> [PAGE]:

From: Jan Kara <jack@suse.cz>
To: Ying Han <yinghan@google.com>
Cc: Nick Piggin <nickpiggin@yahoo.com.au>,
"Martin J. Bligh" <mbligh@mbligh.org>,
linux-ext4@vger.kernel.org,
Linus Torvalds <torvalds@linux-foundation.org>,
Andrew Morton <akpm@linux-foundation.org>,
linux-kernel <linux-kernel@vger.kernel.org>,
linux-mm <linux-mm@kvack.org>,
guichaz@gmail.com, Alex Khesin <alexk@google.com>,
Mike Waychison <mikew@google.com>,
Rohit Seth <rohitseth@google.com>,
Peter Zijlstra <a.p.zijlstra@chello.nl>
Subject: Re: ftruncate-mmap: pages are lost after writing to mmaped file.
Date: Thu, 2 Apr 2009 12:11:17 +0200 [thread overview]
Message-ID: <20090402101117.GA3010@duck.suse.cz> (raw)
In-Reply-To: <604427e00904011536i6332a239pe21786cc4c8b3025@mail.gmail.com>
Hi Ying,
On Wed 01-04-09 15:36:13, Ying Han wrote:
> I feel that the problem you saw is kind of differnt than mine. As
> you mentioned that you saw the PageError() message, which i don't see
> it on my system. I tried you patch(based on 2.6.21) on my system and
> it runs ok for 2 days, Still, since i don't see the same error message
> as you saw, i am not convineced this is the root cause at least for
> our problem. I am still looking into it.
> So, are you seeing the PageError() every time the problem happened?
Yes, but I agree that your problem is probably different. BTW: How do you
reproduce the problem?

> [STORED RECORDS]:
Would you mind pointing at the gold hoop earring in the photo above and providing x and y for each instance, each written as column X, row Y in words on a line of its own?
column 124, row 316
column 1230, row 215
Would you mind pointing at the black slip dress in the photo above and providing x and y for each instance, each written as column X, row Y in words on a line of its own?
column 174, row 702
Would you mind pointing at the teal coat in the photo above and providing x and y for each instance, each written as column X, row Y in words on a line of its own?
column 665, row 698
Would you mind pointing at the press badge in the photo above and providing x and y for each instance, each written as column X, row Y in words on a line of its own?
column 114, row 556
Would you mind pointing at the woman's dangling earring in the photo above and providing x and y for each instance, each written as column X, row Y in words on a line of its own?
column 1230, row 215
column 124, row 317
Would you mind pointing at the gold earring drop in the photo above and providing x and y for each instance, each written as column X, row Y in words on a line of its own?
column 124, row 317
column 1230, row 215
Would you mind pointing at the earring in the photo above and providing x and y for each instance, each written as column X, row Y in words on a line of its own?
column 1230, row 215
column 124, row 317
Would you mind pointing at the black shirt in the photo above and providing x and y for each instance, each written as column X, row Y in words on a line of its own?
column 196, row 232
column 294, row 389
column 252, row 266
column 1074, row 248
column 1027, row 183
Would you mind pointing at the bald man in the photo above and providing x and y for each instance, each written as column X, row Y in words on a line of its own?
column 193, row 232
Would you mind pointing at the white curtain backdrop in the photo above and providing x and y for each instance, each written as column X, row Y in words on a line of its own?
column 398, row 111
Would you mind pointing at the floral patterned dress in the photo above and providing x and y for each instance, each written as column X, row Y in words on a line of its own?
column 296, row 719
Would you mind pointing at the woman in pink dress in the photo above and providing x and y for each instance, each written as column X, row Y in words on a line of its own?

> [TASK SET]:
- a) Reproduce the part of the email starting at "Date: Thu, 2" and ending at "the problem happened?".
- b) Which kernel version was the patch that Ying Han tried based on, according to the email?
- c) Summarize the email in two sentences.

> [PER-TASK ANSWERS]:
- a)
Date: Thu, 2 Apr 2009 12:11:17 +0200 [thread overview]
Message-ID: <20090402101117.GA3010@duck.suse.cz> (raw)
In-Reply-To: <604427e00904011536i6332a239pe21786cc4c8b3025@mail.gmail.com>
Hi Ying,
On Wed 01-04-09 15:36:13, Ying Han wrote:
> I feel that the problem you saw is kind of differnt than mine. As
> you mentioned that you saw the PageError() message, which i don't see
> it on my system. I tried you patch(based on 2.6.21) on my system and
> it runs ok for 2 days, Still, since i don't see the same error message
> as you saw, i am not convineced this is the root cause at least for
> our problem. I am still looking into it.
> So, are you seeing the PageError() every time the problem happened?

- b) 2.6.21

- c) Jan Kara replies to Ying Han, who tried Jan's patch based on 2.6.21 for two days without trouble but doubted it addressed the root cause because the PageError() message never appeared on that system. Jan confirms seeing PageError() every time the problem happened, agrees that Ying Han's problem is probably different, and asks how it is reproduced.